Showing posts with label median. Show all posts
Showing posts with label median. Show all posts

Sunday, March 28, 2021

Skewed Distributions

 

Skewed Distributions*



Skewed distributions have one tail that is longer than the other tail compared to the "normal" distribution, which is perfectly symmetrical. Skew affects the location of the central values of the mean and median.

Positive Skew

Below is an image of positive skew, which is also called right skew. Skew is named for the "tail." If you had statistics, you may have heard a professor say, "the tail tells the tale." The tail is the extended part of the distribution close to the horizontal axis.

The large "hump" area to the left represents the location of most data. In behavioural science, the high part often refers to the location of most of the scores. Thus, in positively skewed distributions, most of the participants earned low scores and few obtained high scores as you can see by the low level of the curve, or the tail, to the right.



Negative Skew

As you might expect, negatively skewed distributions have the long tail on the left thus, they are also called left-skewed distributions. A negatively skewed distribution of test scores illustrates an easy test--just what students want. Teachers used to talk about grading on a curve. You can see that such grading could be good or bad for students depending on what curve the teacher uses.



Skewed distributions are nonnormal by definition. 

Recall that in the normal curve, the mean, median, and mode are all at the same point in the middle of the distribution. The value of skew in a normal distribution is zero. 

In skewed distributions, the mode is at the high point and it represents the most frequent value or test score. The mean is pulled in the direction of the long tail and the median falls between the mode and the mean.

[Set of tasks]:
a) Answer these from the post on skewed distributions:
(i) What other name does the post give for positive skew?
(ii) What does a negatively skewed distribution of test scores illustrate?
(iii) In skewed distributions, where does the median fall?
b) Write the next part of the post on skewed distributions, picking up after its final sentence.

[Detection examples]
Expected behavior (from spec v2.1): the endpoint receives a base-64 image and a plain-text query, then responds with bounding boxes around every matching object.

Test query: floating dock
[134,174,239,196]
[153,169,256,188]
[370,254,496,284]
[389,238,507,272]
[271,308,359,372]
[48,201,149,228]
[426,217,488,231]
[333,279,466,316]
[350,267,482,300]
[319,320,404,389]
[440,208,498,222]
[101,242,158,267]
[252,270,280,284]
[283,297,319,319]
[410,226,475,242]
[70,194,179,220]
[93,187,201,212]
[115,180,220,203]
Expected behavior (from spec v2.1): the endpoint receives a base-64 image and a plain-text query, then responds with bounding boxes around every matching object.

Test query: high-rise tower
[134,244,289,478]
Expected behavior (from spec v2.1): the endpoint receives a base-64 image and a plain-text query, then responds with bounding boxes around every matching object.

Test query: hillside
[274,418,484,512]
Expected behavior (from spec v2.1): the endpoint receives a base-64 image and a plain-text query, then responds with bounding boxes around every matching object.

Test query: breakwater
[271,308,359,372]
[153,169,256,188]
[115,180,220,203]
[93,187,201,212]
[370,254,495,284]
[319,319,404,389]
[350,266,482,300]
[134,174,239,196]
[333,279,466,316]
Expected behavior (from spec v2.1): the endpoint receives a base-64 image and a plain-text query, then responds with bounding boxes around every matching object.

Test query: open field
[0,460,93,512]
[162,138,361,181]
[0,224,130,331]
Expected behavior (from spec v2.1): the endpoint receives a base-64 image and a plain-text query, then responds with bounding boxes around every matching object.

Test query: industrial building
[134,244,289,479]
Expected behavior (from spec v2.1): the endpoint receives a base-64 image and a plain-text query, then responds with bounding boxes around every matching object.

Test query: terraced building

--

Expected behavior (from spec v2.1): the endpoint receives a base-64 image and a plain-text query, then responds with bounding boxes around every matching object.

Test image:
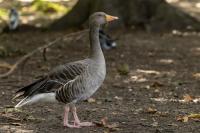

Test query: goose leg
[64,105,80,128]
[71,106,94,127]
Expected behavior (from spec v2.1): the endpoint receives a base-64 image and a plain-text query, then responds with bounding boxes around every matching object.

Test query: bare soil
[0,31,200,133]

[Responses]:
a)
(i) Right skew.
(ii) An easy test.
(iii) Between the mode and the mean.

b)
Common test questions ask what happens to the mean in skewed distributions. Keep in mind that the mean is "pulled" toward the tail. The mean is an average and, as such, it is most susceptible to extreme scores.

Skew and Data Analysis

Most statisticians accept small deviations from normality when analysing data using procedures designed for a normal distribution like the Pearson r, t tests, and the parametric ANOVAs

The question of acceptable ranges of skew will yield different answers from different sources. A range of +1.5 to -1.5 is a common rule of thumb. An important consideration is the "true" nature of the measured variable. Scientists may argue for flexibility in analysing data from a sample if the variable is known to be normally distributed in the population.

Skewed data can be adjusted and should be adjusted before using parametric tests. One method of adjustment is to convert all scores to logarithms and perform the data analysis on these transformed values.

If the data are too skewed and it is inappropriate to transform the data, then analysts should use nonparametric statistical methods.

Moments

In statistics, the concept of moments is taken from physics. Moments refer to central values. The first moment is found by calculating the value of the mean. The first moment is zero.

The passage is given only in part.